Stored data entries
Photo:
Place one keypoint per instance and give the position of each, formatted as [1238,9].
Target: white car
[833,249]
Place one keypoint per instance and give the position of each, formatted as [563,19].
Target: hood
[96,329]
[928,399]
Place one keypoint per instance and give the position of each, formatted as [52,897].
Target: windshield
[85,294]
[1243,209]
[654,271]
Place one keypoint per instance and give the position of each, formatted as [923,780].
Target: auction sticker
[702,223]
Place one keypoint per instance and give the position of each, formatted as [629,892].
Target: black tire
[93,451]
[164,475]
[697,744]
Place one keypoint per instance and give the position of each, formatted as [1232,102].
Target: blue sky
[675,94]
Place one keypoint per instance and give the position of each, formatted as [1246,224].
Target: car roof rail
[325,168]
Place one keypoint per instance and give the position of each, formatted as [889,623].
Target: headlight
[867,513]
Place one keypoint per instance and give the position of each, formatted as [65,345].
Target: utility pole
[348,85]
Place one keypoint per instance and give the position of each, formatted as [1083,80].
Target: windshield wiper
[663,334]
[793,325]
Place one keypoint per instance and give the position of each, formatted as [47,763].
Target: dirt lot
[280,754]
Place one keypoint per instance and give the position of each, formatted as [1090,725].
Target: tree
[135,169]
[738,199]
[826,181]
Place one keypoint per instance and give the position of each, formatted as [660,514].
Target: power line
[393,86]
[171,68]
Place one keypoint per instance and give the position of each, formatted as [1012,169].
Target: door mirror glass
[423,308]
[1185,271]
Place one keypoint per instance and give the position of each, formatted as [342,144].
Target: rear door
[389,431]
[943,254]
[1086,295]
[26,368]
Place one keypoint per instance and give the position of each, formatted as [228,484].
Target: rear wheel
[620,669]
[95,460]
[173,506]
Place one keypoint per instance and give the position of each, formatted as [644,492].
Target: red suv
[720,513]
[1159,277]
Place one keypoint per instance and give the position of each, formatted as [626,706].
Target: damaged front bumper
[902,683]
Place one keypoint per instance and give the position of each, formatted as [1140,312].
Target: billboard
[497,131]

---

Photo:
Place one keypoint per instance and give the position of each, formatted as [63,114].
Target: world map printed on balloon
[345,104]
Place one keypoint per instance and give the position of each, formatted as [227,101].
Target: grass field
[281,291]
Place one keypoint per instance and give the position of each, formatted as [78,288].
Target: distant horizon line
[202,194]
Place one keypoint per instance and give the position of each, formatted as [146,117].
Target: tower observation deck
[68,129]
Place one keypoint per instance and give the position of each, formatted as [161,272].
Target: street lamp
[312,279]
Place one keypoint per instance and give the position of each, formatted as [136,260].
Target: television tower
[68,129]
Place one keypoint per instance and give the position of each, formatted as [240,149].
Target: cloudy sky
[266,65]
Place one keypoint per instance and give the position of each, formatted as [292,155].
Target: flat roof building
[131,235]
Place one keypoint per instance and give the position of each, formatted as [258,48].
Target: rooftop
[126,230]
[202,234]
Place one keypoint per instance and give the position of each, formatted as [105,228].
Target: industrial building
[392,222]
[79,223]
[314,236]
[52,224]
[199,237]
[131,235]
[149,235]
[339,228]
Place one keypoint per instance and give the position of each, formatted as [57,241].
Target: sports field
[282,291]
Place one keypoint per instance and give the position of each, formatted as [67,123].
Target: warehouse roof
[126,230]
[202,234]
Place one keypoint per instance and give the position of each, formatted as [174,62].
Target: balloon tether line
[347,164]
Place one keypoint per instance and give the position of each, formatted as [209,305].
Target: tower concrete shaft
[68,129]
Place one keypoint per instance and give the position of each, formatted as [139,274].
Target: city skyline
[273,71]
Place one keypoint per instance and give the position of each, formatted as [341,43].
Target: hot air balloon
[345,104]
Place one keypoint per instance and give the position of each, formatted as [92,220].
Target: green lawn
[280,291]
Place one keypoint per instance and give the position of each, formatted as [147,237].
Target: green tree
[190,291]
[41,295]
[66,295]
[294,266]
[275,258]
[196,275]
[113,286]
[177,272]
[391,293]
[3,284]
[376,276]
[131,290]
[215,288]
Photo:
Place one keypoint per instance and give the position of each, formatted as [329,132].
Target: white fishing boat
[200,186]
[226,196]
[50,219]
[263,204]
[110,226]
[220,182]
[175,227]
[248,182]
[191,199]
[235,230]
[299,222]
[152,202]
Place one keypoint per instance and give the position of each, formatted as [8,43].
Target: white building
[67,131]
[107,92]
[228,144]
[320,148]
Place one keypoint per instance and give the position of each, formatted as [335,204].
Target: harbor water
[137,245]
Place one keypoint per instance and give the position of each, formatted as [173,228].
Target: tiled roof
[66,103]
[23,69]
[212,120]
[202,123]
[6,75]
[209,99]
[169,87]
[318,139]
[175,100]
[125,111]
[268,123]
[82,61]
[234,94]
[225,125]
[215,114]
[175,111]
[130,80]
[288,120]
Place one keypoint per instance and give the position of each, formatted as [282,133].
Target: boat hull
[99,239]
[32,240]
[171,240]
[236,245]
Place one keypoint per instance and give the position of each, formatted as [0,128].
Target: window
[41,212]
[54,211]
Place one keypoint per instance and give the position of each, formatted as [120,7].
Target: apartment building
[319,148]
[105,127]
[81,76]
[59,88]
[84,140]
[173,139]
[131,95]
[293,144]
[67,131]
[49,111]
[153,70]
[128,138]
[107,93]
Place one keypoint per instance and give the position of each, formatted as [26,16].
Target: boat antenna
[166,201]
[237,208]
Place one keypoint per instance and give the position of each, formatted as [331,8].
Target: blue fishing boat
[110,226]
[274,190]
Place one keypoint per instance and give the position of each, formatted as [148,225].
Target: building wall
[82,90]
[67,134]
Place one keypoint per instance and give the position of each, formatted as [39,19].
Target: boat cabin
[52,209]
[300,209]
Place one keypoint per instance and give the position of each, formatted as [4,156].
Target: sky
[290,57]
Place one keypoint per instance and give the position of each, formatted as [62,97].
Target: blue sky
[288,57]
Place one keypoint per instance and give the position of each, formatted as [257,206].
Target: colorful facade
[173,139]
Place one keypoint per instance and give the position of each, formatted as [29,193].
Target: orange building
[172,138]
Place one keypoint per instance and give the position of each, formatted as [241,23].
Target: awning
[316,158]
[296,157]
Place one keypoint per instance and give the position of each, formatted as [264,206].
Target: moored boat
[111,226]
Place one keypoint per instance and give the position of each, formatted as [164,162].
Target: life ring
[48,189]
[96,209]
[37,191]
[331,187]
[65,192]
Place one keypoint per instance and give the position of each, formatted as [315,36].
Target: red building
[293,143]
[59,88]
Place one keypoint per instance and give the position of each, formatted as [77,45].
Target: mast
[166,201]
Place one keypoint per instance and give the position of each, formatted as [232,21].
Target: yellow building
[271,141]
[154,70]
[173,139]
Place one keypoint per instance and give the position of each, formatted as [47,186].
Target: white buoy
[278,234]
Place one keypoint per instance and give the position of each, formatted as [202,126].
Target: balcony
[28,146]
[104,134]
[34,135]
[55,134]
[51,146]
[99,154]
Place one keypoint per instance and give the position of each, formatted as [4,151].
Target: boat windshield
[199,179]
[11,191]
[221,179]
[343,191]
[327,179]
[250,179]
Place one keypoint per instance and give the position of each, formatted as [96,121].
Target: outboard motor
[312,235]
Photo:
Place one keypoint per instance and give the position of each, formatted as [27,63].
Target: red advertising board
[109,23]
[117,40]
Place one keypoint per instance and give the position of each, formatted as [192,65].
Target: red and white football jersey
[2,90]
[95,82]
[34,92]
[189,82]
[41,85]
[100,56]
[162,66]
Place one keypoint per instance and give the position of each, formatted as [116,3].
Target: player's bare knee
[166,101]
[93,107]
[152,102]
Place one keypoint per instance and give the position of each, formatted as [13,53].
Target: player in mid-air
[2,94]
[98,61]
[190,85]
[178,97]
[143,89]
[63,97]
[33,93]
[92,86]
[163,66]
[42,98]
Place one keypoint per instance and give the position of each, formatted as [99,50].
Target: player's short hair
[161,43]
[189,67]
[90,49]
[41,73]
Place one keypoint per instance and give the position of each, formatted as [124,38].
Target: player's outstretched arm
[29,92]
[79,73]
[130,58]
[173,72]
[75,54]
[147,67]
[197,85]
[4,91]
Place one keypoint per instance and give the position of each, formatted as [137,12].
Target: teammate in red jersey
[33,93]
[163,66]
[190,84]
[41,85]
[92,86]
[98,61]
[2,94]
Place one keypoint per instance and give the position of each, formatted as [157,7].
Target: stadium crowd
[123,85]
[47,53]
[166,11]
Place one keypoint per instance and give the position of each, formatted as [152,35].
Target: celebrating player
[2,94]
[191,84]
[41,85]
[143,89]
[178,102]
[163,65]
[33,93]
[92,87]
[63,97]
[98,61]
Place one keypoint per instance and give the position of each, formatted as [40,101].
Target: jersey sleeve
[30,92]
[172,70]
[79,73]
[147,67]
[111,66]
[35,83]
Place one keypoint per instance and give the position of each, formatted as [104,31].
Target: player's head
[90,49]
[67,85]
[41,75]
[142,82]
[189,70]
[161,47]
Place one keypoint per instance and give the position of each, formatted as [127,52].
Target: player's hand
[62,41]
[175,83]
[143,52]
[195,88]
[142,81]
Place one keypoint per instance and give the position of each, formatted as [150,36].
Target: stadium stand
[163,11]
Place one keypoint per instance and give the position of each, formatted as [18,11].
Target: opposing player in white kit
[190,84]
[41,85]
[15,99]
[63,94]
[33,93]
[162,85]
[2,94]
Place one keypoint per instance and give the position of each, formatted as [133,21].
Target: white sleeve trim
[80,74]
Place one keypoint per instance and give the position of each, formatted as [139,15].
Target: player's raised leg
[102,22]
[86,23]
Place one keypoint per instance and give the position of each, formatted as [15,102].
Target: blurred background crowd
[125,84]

TASK PROMPT: Find every line in the records above that contains the word "player", and copy each one out.

OUTPUT FOR THIS EXERCISE:
Target: player's bare knee
Target: player in mid-air
Target: player's short hair
Target: player's outstretched arm
Target: celebrating player
Target: player's head
Target: player's hand
Target: opposing player in white kit
Target: player's raised leg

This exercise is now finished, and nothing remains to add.